ACTIVITIES:
1. According to the passage on vitamin E, with which substances have in vitro experiments shown alpha-tocopherol to exhibit antioxidant synergism? List every one.
2. Quote the passage on vitamin E from "A water-soluble form" to "liver disease (27).".

TEXT SEGMENT:
The mechanism of the physiological action of vitamin E was not very clear but some of the biological activities are attributed to its antioxidant activity (15, 16). It plays a major role in the prevention of lipid peroxidation in biological membranes and is an important intramembrane antioxidant, membrane stabilizer, and lipid-soluble antioxidant (17, 18). Numerous in vitro experiments have demonstrated antioxidant synergism between alpha-tocopherol and ascorbate, reduced glutathione, NADPH, and cellular electron transport proteins (19, 20). Studies of vitamin E regeneration in a protein-denaturing system revealed that ascorbate regenerates vitamin E by a nonenzymatic mechanism (21). These studies suggest that significant interaction occurs between water- and lipid-soluble vitamins at the membrane cytosol interface and that ascorbic acid (AA) may function in vivo to repair membrane-bound oxidized vitamin E (4, 22).

A water-soluble form of vitamin E, tocopheryl succinate polyethylene glycol 1000 (TPGS), is used as a vitamin supplement in children with cholestatic liver disease who are incapable of absorbing alpha-tocopherol or alpha-tocopheryl acetate (23–25). TPGS does not depend on fat absorption for uptake into intestinal cells because TPGS forms micellar solutions at low concentrations, thereby making the need for bile acids for vitamin E absorption is eliminated (26). Supplementation with TPGS improves neurologic function in vitamin E-deficient children with cholestatic liver disease (27).

DATA EXTRACTS:
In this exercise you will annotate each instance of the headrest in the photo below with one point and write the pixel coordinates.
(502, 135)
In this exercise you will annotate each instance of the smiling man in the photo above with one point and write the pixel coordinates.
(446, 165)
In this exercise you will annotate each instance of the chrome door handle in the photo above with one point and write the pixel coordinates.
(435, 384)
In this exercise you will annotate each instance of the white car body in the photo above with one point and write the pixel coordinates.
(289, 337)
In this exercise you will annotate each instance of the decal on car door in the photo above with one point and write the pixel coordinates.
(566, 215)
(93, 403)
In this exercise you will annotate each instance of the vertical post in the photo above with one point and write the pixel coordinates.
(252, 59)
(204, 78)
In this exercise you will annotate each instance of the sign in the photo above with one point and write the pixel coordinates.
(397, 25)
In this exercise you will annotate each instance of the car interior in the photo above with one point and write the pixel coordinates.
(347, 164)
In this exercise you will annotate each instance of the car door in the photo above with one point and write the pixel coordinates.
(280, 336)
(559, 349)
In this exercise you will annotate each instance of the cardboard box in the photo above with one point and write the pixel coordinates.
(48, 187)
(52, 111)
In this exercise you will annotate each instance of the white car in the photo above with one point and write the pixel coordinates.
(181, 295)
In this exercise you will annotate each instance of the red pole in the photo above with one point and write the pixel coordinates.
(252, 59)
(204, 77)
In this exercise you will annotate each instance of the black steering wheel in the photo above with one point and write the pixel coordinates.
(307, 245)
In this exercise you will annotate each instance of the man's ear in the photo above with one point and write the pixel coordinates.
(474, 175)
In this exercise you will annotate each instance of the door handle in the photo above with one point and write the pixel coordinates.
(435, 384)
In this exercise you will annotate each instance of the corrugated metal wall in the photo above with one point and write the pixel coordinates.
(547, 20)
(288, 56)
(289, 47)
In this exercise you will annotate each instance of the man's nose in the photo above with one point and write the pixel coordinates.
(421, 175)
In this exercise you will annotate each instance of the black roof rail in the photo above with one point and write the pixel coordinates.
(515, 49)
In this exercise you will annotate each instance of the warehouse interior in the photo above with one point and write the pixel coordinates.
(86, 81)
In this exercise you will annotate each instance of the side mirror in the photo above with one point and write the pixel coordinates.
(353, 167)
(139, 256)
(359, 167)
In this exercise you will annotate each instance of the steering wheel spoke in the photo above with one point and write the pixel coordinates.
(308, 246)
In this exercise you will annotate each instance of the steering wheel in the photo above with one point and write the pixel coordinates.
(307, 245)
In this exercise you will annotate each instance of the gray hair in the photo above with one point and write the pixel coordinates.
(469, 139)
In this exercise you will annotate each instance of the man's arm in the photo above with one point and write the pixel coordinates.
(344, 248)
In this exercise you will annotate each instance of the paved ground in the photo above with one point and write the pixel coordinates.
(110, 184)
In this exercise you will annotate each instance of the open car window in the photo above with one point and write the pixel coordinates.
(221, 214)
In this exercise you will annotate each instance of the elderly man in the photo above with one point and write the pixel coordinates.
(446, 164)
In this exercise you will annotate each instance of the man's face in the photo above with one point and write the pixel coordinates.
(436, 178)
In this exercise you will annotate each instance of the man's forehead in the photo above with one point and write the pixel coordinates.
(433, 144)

TASK-BY-TASK SOLUTIONS:
1.
- Ascorbate
- Reduced glutathione
- NADPH
- Cellular electron transport proteins

2.
A water-soluble form of vitamin E, tocopheryl succinate polyethylene glycol 1000 (TPGS), is used as a vitamin supplement in children with cholestatic liver disease who are incapable of absorbing alpha-tocopherol or alpha-tocopheryl acetate (23–25). TPGS does not depend on fat absorption for uptake into intestinal cells because TPGS forms micellar solutions at low concentrations, thereby making the need for bile acids for vitamin E absorption is eliminated (26). Supplementation with TPGS improves neurologic function in vitamin E-deficient children with cholestatic liver disease (27).